- _Orden de trabajo_
Cita literalmente el pasaje del texto mostrado que comienza con "Los primeros homínidos" y continúa hasta "de la especie.".

- _Texto mostrado_
Los primeros homínidos hubieran sido también los últimos de no
haber sido por haber creado, tal vez de forma involuntaria, un vínculo
entre los miembros de la comunidad. Cualquiera de nuestros antepasados
por sí solos no hubieran tenido posibilidad alguna
de sobrevivir en un medio que les era absolutamente hostil. El humano
no es rápido, ni ágil, ni fuerte como para enfrentarse a depredadores
que sí lo eran y que se hubieran pirrado por meterse entre pecho y
espalda un bocado tiernecito de carne de bípedo.
Si a pesar de tanto peligro, fueron capaces de seguir adelante fue
impelidos por ese instinto que les llevaba a poner en peligro su propia
vida por un bien biologicamente superior: la pervivencia de la especie.
De aquel ancestral resorte, algo nos debe de
quedar aunque sea de forma muy matizada. Es cierto que se ha luchado
contra la naturaleza para conseguir espacios vitales que propiciaran
seguridad y que desde entonces se han modificado mil veces las
estructuras sociales. Es cierto que la razón ha funcionado
y en consecuencia se ha abordado la ética como estudio y reflexión
sobre una guía ideal de comportamiento. Pero también lo es que el ser
humano continúa buscando espacios grupales con los que sentirse
identificado. Los patriotismos y los nacionalismos de diverso
pelaje no dejan de ser una forma de cubrir esa necesidad atávica: la de
pertenecer a algo más grande que uno mismo y así dotarse de un
sentimiento identidad colectiva. Paradójicamente, estos espacios de
pertenencia ya no servían solo para defenderse
como humanos frente a los imponderables de la naturaleza, sino para
crear grupos estancos de humanos que se enfrentaban entre ellos.

- _Información proporcionada_
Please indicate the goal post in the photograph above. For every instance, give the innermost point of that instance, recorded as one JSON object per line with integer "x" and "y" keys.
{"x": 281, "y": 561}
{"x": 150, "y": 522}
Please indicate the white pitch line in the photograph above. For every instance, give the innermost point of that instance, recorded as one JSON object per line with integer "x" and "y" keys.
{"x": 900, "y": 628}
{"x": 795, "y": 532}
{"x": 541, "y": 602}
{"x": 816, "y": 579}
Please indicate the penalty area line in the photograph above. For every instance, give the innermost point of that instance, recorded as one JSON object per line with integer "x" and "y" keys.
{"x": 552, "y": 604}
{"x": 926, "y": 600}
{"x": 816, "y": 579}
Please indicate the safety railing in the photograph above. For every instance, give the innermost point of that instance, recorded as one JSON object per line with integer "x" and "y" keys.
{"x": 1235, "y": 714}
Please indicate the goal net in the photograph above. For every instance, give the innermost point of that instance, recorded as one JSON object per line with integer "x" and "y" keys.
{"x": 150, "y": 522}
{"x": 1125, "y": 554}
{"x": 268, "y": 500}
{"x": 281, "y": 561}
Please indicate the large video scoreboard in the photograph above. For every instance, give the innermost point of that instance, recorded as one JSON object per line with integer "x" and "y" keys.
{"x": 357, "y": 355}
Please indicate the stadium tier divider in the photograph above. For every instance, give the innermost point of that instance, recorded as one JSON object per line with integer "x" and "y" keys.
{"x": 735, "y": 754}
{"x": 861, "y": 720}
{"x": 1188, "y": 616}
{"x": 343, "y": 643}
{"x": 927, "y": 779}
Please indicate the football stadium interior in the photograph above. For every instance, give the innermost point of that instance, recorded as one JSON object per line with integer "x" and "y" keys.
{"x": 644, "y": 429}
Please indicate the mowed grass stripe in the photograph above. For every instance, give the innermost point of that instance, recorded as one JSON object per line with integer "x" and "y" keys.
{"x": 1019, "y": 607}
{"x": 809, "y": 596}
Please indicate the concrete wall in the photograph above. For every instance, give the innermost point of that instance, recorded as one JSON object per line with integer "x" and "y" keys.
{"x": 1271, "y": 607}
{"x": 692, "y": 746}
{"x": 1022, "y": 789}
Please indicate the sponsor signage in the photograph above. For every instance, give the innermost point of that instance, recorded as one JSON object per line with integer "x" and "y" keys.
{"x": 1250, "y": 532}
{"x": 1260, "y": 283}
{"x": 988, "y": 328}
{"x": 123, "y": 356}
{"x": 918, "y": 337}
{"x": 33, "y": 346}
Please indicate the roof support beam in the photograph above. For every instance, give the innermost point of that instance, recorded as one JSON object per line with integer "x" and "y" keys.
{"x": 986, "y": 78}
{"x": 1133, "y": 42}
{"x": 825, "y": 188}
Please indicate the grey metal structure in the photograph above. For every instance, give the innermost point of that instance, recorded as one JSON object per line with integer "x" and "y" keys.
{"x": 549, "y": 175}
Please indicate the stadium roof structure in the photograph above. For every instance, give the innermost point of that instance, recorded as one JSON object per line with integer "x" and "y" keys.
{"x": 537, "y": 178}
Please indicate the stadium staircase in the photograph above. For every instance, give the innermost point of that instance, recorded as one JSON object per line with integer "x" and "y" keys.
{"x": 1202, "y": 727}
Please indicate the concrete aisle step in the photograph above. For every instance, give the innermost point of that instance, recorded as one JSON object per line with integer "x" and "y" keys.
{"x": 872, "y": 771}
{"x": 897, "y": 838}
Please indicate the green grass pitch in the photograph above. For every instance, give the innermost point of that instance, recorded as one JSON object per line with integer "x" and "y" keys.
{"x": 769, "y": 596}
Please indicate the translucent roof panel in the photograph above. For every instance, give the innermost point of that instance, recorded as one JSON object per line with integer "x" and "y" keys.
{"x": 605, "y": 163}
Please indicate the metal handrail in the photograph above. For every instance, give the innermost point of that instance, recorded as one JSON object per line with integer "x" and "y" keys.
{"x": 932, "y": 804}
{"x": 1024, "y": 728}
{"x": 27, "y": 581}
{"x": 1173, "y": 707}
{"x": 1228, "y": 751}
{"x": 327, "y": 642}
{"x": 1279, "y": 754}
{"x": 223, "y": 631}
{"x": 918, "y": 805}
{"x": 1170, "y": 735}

- _Resultado del ejercicio_
Los primeros homínidos hubieran sido también los últimos de no
haber sido por haber creado, tal vez de forma involuntaria, un vínculo
entre los miembros de la comunidad. Cualquiera de nuestros antepasados
por sí solos no hubieran tenido posibilidad alguna
de sobrevivir en un medio que les era absolutamente hostil. El humano
no es rápido, ni ágil, ni fuerte como para enfrentarse a depredadores
que sí lo eran y que se hubieran pirrado por meterse entre pecho y
espalda un bocado tiernecito de carne de bípedo.
Si a pesar de tanto peligro, fueron capaces de seguir adelante fue
impelidos por ese instinto que les llevaba a poner en peligro su propia
vida por un bien biologicamente superior: la pervivencia de la especie.